* [WHAT THIS TASK INVOLVES] Copy the lines from the start of the records up to and including the line containing "<point>299,48</point>", reproducing each one character for character.

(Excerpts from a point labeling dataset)
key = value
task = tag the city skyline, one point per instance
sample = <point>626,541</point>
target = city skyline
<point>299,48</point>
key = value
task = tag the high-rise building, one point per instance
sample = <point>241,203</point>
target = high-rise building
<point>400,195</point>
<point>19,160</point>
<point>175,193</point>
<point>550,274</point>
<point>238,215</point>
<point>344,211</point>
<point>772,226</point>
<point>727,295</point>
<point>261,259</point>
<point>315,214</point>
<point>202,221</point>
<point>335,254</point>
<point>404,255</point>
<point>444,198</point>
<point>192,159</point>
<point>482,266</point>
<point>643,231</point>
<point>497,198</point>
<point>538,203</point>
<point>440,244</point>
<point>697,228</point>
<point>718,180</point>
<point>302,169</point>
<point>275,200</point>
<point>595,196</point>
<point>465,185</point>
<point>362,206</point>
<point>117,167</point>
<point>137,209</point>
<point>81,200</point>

* [SOLVED EXERCISE]
key = value
task = tag the city skyline, one point per instance
sample = <point>626,541</point>
target = city skyline
<point>299,48</point>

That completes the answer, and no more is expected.